(Task to carry out)
Omit the images, then output each of the records below exactly.

(Point-per-instance localization data)

┌──

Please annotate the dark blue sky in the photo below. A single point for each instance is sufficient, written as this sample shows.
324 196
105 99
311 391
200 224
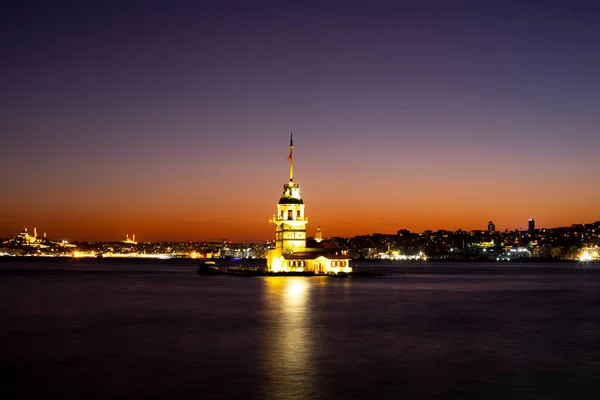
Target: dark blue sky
136 106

└──

(Problem solution)
Please annotate the dark blue sky in the photo below. A single point for each instance is sufficient, written as this sample shows.
324 196
105 99
311 391
200 224
Target: dark blue sky
136 106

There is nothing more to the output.